From the records below, transcribe exactly the lines that begin at the line with "Every <instance> block concerns" and end at the line with "positive clicks: (469, 86)", both included.

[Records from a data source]
_ _ _

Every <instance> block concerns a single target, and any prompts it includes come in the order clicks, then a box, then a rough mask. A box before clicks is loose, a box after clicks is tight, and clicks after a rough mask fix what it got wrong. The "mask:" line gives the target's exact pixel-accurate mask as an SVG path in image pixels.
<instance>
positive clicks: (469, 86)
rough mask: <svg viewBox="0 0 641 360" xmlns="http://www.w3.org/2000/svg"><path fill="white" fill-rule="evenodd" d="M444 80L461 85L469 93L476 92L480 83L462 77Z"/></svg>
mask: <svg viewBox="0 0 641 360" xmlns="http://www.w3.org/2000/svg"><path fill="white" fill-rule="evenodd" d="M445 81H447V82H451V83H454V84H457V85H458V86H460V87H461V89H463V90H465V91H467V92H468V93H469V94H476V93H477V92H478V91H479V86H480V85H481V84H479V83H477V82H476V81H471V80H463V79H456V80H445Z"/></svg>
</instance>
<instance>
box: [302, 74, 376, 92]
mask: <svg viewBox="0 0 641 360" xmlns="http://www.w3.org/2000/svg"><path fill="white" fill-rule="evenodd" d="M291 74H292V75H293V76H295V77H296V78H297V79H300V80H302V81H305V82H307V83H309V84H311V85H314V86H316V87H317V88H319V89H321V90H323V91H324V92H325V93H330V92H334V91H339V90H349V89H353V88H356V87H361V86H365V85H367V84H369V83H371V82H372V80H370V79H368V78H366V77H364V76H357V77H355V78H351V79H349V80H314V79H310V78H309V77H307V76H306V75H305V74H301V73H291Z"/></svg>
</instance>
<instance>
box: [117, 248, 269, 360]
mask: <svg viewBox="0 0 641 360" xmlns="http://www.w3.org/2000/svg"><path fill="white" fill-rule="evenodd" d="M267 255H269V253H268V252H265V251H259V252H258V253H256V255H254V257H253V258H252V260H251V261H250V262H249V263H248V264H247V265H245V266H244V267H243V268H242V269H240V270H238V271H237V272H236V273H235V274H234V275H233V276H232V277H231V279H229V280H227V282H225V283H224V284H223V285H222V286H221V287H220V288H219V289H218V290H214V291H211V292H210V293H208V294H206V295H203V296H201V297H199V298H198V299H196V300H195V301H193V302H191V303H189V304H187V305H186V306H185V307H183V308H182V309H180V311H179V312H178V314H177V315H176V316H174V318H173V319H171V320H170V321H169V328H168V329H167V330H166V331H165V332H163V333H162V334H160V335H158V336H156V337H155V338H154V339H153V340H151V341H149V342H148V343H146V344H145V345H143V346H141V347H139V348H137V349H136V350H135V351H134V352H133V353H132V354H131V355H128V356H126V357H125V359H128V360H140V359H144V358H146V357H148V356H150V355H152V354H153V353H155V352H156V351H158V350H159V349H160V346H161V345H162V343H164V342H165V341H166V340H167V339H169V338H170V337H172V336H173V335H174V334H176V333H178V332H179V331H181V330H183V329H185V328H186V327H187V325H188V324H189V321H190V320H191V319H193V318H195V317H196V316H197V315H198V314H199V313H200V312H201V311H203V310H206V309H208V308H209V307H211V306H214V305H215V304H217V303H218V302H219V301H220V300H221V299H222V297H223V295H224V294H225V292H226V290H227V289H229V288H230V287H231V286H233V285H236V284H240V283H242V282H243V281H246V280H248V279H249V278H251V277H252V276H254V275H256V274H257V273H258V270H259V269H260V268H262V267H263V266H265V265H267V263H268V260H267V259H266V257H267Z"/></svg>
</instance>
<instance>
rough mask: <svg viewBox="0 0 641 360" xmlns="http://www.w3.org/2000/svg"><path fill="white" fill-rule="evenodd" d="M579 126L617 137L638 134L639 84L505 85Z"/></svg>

_ _ _

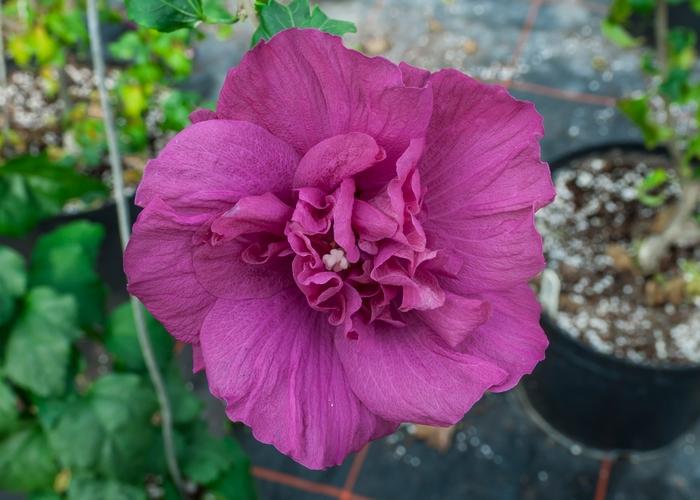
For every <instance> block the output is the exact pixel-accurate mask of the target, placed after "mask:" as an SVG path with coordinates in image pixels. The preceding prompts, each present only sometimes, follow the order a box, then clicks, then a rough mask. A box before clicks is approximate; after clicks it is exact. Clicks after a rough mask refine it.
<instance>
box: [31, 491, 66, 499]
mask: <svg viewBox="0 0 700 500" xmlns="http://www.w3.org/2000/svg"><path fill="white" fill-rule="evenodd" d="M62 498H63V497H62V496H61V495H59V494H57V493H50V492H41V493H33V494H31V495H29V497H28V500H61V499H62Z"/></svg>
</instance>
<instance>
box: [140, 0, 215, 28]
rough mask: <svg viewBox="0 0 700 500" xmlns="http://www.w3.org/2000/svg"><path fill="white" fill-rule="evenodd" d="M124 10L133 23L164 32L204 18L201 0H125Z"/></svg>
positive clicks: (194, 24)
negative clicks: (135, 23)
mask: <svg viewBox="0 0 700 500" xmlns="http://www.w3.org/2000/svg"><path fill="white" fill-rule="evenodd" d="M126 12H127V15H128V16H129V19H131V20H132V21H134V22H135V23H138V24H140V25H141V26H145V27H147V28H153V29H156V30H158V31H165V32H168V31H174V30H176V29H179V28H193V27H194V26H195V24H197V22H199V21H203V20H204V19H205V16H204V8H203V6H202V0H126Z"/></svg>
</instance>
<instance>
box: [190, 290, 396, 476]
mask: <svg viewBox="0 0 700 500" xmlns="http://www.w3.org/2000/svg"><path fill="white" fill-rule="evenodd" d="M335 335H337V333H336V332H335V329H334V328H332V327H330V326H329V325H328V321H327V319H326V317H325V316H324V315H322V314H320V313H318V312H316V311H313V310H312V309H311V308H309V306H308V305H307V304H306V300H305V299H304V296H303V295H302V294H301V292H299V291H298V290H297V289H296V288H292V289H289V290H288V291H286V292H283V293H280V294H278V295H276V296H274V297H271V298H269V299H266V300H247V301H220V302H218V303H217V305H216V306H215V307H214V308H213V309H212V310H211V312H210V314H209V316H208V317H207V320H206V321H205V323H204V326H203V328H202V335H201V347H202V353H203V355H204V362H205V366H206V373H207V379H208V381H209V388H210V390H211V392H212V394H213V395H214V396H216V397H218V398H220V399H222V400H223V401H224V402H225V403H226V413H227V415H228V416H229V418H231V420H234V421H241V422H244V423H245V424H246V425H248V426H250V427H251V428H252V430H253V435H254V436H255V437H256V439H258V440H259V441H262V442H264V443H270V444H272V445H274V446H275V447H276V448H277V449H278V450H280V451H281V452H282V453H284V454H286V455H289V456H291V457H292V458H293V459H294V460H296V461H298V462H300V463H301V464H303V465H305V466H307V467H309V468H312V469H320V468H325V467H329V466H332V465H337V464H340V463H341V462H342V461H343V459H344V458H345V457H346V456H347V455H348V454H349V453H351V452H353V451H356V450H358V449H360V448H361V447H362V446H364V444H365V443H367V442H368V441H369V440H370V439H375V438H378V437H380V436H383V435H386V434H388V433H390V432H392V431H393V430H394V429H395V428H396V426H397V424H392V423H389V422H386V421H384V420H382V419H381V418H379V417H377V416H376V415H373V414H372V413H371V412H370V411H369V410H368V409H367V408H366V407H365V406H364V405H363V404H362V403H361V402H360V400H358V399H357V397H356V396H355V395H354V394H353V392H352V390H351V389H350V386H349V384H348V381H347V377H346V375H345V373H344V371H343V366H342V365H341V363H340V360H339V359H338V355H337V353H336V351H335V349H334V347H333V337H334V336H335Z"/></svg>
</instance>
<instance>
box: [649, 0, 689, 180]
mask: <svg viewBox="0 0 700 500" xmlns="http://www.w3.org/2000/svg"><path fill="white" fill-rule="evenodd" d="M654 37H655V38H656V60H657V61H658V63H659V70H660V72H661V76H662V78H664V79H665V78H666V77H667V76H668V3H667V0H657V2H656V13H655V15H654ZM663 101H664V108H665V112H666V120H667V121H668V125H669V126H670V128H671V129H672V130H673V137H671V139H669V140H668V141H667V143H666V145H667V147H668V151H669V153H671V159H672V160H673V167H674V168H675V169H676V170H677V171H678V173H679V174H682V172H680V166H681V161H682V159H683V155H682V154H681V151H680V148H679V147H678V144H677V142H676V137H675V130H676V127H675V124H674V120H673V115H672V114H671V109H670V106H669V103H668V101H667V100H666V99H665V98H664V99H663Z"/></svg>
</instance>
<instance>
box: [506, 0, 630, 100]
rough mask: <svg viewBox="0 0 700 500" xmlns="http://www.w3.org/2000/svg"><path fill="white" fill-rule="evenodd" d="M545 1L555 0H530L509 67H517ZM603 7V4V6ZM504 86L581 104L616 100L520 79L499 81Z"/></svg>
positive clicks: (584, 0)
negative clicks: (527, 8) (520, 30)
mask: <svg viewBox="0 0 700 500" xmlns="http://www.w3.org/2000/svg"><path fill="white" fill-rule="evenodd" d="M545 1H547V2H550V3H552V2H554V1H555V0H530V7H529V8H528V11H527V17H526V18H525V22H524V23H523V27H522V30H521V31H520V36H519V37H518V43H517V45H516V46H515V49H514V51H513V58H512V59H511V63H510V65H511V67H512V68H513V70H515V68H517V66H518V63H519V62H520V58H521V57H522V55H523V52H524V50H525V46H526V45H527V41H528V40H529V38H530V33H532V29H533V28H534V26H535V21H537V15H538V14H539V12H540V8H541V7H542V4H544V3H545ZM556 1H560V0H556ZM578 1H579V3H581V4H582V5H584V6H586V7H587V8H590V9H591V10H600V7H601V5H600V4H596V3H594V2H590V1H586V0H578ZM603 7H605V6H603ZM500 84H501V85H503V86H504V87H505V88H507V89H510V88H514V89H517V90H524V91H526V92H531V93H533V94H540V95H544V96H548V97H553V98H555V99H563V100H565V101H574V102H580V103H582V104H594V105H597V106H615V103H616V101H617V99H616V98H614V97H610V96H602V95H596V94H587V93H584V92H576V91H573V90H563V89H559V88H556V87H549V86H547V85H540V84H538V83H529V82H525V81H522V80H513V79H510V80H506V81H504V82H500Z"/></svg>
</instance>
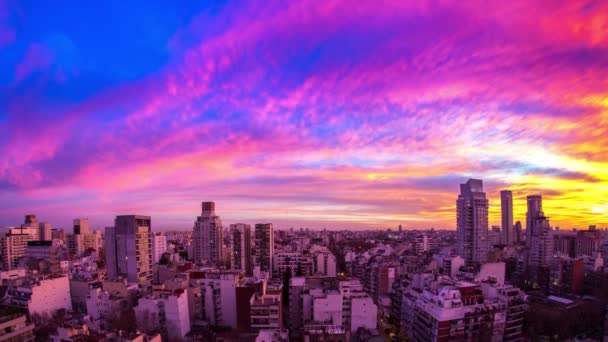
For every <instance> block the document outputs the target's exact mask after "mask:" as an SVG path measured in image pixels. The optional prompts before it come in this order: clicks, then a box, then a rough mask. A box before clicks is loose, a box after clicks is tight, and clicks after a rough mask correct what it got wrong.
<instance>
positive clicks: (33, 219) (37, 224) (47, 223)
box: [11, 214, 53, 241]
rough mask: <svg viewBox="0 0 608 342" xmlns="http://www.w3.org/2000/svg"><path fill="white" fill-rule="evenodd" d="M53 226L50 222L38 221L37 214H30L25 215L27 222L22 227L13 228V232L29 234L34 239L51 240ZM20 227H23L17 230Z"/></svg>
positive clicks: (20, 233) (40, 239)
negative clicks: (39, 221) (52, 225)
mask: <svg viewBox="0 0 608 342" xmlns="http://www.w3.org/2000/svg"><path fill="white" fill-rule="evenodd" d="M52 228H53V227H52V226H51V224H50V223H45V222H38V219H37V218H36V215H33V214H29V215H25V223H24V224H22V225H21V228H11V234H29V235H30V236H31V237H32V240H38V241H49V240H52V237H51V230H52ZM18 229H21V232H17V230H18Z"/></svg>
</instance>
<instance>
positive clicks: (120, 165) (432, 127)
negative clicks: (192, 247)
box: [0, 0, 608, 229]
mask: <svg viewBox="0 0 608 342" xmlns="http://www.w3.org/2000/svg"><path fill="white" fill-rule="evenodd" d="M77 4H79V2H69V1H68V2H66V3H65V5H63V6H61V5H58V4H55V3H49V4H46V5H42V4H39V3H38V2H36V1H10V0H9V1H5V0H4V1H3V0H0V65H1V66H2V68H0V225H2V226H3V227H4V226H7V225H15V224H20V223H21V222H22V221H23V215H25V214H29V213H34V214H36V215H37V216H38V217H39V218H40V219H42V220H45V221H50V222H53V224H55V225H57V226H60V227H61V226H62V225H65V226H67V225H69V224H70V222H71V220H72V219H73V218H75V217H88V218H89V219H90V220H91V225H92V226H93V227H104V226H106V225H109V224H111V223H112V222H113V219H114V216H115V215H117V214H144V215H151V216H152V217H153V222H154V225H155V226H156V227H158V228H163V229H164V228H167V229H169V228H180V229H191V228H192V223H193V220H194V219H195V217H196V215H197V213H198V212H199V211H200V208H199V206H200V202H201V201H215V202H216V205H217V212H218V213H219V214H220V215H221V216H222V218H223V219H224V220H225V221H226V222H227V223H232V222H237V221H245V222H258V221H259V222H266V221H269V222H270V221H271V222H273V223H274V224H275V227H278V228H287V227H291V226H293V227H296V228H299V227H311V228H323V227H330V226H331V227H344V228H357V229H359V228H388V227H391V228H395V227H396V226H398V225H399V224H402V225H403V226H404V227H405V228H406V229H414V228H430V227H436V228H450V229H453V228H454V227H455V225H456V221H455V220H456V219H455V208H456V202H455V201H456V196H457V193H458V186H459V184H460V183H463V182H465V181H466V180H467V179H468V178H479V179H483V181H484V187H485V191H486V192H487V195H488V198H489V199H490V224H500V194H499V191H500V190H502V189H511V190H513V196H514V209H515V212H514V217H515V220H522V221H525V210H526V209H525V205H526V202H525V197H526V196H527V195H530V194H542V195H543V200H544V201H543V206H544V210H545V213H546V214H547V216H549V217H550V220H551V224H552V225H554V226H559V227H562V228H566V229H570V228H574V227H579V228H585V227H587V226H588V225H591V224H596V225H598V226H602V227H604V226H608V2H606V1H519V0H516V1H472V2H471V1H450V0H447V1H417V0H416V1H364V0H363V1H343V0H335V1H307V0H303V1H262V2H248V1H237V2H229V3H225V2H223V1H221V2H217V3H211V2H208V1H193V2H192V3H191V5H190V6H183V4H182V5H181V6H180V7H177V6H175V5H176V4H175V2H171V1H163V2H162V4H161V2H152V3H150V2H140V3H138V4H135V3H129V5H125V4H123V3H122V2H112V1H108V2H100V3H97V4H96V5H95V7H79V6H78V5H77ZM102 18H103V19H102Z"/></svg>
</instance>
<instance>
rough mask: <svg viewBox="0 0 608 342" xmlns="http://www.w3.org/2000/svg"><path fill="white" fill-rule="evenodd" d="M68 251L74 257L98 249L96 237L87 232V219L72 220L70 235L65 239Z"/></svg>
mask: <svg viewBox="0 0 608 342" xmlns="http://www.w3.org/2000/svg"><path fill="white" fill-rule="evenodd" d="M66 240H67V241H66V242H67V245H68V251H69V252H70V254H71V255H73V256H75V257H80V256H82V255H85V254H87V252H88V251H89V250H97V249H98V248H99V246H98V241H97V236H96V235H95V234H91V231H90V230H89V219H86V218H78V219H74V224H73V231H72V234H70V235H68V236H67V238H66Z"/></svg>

_ _ _

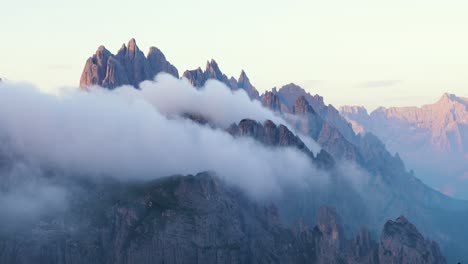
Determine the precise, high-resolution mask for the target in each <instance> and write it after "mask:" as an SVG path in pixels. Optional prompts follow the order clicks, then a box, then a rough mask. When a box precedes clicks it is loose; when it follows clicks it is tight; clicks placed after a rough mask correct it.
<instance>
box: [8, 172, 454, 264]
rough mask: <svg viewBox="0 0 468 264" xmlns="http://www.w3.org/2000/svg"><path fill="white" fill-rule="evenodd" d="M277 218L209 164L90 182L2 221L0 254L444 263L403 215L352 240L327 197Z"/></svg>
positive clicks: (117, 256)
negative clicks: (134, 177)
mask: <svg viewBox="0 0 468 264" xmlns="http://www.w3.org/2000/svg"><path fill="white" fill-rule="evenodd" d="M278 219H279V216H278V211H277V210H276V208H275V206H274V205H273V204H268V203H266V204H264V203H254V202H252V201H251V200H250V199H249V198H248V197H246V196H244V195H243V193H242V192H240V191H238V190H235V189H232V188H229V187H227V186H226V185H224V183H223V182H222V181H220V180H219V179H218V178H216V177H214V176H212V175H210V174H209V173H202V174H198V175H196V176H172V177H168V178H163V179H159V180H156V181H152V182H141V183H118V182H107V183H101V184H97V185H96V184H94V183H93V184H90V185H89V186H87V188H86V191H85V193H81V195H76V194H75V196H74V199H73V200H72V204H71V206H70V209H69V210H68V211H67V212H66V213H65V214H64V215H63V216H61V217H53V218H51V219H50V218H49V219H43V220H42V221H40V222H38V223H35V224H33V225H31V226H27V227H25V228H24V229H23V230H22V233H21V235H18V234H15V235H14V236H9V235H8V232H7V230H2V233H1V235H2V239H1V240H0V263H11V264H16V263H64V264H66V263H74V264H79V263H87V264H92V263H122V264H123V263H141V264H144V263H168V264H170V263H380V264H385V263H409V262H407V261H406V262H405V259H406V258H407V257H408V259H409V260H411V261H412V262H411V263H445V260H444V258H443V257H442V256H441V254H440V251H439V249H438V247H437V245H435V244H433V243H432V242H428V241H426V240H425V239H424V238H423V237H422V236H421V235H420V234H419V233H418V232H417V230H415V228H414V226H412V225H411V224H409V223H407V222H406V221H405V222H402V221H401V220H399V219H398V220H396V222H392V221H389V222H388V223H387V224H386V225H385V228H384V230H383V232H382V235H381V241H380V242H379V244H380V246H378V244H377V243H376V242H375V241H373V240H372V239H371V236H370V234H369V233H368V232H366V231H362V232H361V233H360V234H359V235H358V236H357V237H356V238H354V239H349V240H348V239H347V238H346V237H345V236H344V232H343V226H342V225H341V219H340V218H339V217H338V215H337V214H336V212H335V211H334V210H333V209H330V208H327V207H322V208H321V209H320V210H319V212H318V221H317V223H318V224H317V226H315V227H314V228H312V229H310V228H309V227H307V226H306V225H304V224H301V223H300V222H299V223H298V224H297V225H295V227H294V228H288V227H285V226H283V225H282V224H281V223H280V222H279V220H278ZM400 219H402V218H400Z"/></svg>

_ _ _

• RESPONSE AREA
Every <instance> block concerns a single target, and any prompts it includes come in the order clicks, then a box, then a rough mask. A box before clicks is loose, a box after clicks is tight, and clicks after a rough mask fix what it got wrong. The "mask:" line gives the target's exact pixel-accurate mask as an SVG path in image pixels.
<instance>
positive clicks: (469, 86)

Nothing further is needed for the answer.